PROBLEM: The answer should be each line of the records that contains the word "marble"; please copy them all.

Stored data entries:
§ §
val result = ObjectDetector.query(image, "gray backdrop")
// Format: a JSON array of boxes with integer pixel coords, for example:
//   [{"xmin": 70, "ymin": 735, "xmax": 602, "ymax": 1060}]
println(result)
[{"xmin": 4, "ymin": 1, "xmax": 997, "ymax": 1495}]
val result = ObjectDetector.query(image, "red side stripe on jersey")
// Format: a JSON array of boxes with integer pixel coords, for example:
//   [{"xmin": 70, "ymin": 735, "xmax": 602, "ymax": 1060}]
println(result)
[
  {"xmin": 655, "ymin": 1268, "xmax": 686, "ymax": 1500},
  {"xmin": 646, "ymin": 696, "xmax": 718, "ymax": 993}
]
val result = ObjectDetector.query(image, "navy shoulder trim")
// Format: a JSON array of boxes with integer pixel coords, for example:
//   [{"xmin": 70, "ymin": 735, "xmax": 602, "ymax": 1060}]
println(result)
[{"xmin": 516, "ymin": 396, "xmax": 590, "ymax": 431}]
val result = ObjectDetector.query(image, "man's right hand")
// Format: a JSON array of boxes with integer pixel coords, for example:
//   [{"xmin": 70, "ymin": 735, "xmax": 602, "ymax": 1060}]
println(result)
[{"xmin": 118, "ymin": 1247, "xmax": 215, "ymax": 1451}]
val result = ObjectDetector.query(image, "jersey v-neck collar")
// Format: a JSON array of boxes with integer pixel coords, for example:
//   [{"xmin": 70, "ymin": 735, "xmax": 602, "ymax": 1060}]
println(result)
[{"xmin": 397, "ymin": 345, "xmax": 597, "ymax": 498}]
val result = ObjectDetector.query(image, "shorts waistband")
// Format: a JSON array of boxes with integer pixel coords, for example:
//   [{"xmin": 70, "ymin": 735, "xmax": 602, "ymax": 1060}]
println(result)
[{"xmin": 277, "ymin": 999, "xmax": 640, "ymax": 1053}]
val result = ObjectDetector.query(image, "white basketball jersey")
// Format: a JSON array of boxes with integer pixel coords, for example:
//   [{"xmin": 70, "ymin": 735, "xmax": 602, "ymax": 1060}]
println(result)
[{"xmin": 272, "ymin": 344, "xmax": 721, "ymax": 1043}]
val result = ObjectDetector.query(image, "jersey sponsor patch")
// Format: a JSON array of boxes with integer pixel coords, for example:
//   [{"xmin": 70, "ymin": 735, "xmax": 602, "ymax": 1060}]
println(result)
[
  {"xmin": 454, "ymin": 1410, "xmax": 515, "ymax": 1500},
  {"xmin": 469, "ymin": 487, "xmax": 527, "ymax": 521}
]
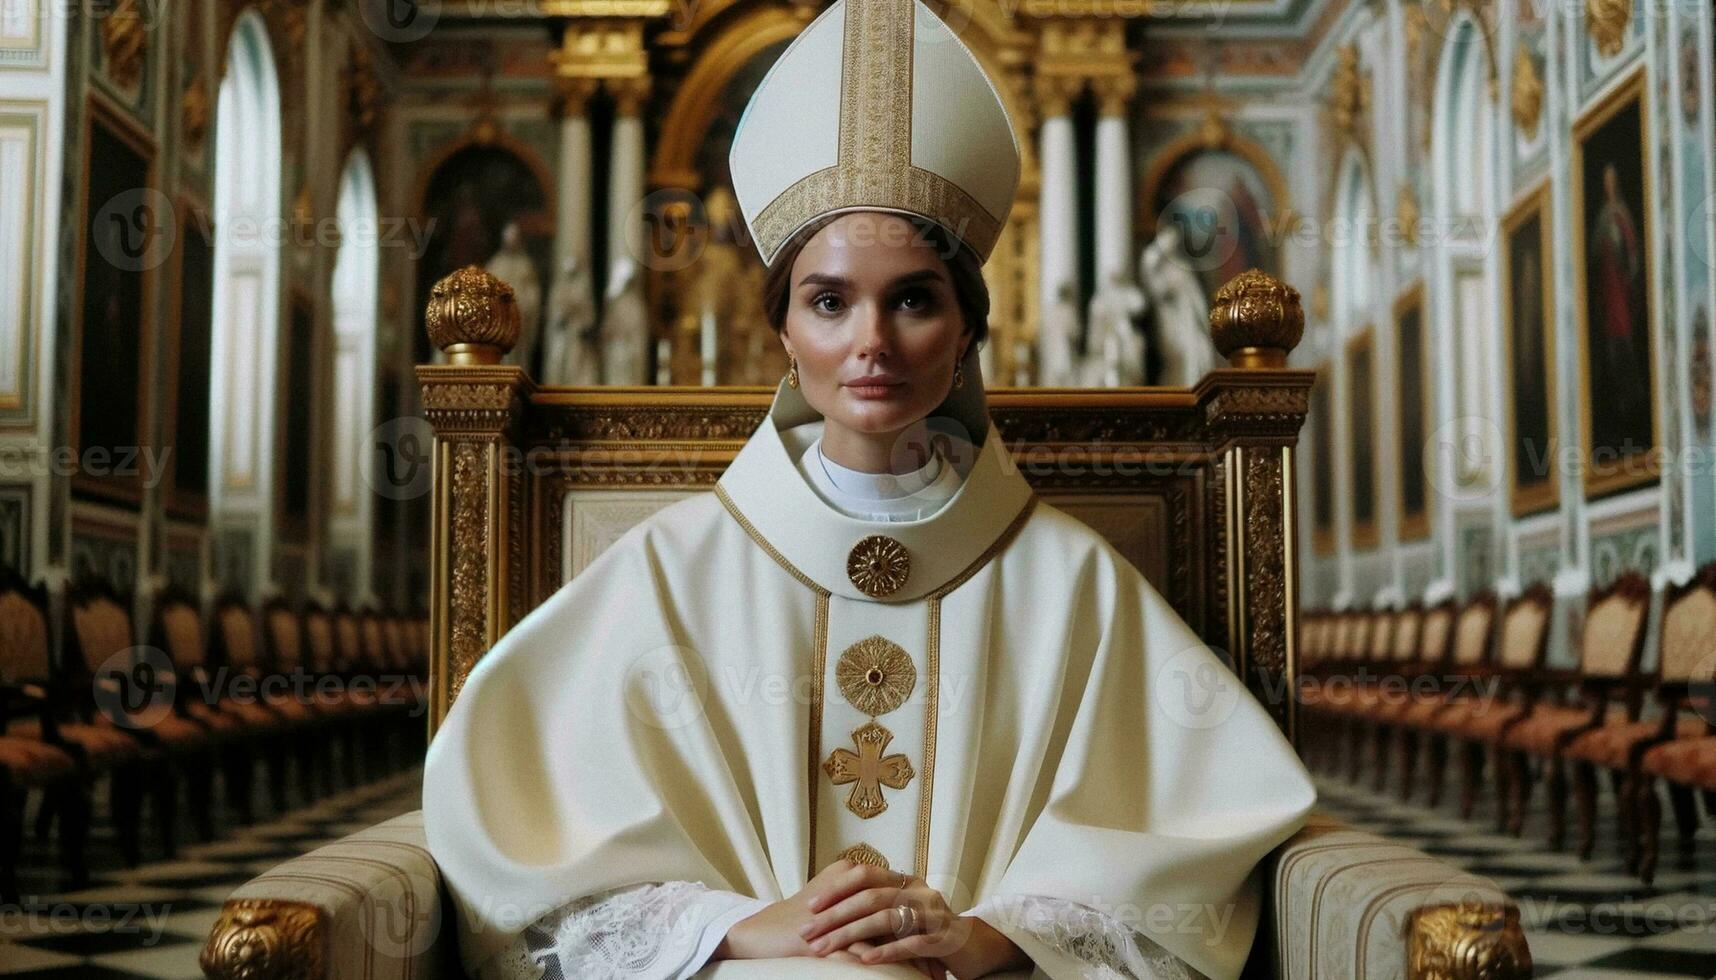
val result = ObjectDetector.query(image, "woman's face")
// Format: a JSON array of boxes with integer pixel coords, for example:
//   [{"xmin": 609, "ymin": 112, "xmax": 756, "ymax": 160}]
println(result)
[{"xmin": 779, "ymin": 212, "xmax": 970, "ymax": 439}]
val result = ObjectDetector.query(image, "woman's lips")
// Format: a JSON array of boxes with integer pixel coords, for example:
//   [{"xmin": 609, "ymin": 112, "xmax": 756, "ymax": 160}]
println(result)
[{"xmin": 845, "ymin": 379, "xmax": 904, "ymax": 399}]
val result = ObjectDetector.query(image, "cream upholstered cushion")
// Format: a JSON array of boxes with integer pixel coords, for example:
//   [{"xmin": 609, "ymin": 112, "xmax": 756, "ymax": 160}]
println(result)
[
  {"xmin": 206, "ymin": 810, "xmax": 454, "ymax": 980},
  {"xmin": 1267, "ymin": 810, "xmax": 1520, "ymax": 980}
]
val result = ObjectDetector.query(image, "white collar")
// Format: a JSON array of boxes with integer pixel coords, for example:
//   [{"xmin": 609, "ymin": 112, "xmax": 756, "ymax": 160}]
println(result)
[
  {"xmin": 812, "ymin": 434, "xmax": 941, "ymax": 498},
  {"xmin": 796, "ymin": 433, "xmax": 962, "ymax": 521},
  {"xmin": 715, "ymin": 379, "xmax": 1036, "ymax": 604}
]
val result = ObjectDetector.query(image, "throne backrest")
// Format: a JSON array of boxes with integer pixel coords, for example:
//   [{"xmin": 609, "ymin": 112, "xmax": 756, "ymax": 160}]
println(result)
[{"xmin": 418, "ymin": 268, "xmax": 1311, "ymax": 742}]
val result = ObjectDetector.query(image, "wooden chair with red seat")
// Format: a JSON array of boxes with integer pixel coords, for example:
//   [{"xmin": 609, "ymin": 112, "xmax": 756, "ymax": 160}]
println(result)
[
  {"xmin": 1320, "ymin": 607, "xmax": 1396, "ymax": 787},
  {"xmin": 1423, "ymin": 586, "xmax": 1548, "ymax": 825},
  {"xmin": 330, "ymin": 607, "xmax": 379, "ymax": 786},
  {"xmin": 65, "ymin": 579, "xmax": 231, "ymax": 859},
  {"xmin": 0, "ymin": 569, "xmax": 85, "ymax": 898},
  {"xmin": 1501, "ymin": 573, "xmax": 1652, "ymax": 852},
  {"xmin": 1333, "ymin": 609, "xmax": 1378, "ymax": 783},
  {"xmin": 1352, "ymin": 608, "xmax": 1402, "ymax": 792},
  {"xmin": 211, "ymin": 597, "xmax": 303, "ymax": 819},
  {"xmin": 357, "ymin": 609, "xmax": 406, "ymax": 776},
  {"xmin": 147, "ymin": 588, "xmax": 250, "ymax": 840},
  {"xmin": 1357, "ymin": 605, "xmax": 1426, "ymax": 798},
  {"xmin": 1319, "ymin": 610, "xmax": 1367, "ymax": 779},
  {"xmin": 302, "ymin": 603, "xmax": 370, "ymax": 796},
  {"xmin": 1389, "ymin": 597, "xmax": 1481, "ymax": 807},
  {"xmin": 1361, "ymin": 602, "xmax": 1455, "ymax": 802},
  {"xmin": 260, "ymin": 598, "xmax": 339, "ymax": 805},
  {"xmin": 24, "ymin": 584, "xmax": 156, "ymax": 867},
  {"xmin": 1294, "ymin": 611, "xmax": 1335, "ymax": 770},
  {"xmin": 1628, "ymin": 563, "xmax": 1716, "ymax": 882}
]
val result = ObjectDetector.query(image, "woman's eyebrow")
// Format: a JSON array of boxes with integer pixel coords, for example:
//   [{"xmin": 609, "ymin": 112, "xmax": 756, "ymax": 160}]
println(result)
§ §
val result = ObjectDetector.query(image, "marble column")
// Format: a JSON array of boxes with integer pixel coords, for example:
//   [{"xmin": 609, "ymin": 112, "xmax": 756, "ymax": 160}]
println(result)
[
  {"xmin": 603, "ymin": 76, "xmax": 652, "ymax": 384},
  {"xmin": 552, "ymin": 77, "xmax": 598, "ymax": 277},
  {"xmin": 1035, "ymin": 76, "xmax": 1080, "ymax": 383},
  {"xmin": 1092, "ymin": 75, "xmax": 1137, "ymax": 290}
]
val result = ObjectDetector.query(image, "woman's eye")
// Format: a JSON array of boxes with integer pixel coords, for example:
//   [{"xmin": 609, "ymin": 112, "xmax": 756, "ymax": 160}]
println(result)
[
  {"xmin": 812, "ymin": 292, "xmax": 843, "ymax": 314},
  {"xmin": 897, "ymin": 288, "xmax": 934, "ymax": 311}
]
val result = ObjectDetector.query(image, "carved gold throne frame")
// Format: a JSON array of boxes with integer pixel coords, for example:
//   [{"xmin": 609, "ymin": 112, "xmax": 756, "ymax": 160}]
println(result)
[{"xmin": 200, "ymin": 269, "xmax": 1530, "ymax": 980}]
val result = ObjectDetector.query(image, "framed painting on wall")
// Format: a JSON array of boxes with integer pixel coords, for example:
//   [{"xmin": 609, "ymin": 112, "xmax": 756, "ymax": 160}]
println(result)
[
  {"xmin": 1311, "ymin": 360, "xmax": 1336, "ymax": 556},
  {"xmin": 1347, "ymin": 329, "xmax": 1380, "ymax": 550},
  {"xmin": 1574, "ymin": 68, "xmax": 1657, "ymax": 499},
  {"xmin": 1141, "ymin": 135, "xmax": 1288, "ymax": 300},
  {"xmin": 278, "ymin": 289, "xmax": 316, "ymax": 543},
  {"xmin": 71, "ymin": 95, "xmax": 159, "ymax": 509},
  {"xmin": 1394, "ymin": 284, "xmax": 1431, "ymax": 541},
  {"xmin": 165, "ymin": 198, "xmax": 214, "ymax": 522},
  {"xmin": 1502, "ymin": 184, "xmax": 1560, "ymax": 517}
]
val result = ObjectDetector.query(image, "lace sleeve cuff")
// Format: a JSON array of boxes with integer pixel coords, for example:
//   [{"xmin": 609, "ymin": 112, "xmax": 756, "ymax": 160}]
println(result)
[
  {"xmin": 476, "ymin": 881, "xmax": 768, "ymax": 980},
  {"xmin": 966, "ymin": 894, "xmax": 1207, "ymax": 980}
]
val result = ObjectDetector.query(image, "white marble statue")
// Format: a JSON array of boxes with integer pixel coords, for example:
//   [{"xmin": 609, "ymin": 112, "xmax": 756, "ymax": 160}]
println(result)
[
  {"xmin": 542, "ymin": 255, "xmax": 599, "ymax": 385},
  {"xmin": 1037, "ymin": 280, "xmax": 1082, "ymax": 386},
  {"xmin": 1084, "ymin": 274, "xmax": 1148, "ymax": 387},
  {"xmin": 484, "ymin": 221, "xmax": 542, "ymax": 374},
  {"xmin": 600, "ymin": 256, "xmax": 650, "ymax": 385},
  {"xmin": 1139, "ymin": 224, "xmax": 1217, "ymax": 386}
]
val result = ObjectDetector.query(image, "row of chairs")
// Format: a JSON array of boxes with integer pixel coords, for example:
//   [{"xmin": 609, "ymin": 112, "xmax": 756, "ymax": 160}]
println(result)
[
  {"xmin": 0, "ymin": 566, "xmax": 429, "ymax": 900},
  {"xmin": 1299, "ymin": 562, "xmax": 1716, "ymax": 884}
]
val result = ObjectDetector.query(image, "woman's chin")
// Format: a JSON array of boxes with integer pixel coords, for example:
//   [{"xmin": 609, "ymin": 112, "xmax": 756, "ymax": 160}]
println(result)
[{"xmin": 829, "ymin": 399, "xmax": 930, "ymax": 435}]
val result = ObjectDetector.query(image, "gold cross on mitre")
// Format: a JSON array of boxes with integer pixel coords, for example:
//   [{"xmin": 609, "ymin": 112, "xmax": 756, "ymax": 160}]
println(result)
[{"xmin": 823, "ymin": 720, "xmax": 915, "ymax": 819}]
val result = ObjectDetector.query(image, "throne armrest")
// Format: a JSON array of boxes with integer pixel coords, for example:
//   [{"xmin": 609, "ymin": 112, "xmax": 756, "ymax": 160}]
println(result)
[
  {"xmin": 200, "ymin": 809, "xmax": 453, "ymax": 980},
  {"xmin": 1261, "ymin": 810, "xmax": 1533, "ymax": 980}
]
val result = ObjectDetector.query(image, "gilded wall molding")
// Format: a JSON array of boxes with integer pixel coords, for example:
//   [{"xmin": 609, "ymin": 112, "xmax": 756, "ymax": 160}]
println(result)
§ §
RESPONSE TO THE EXERCISE:
val result = ObjectDetector.query(image, "marble column")
val result = ObjectDetector.query(image, "white marble statue")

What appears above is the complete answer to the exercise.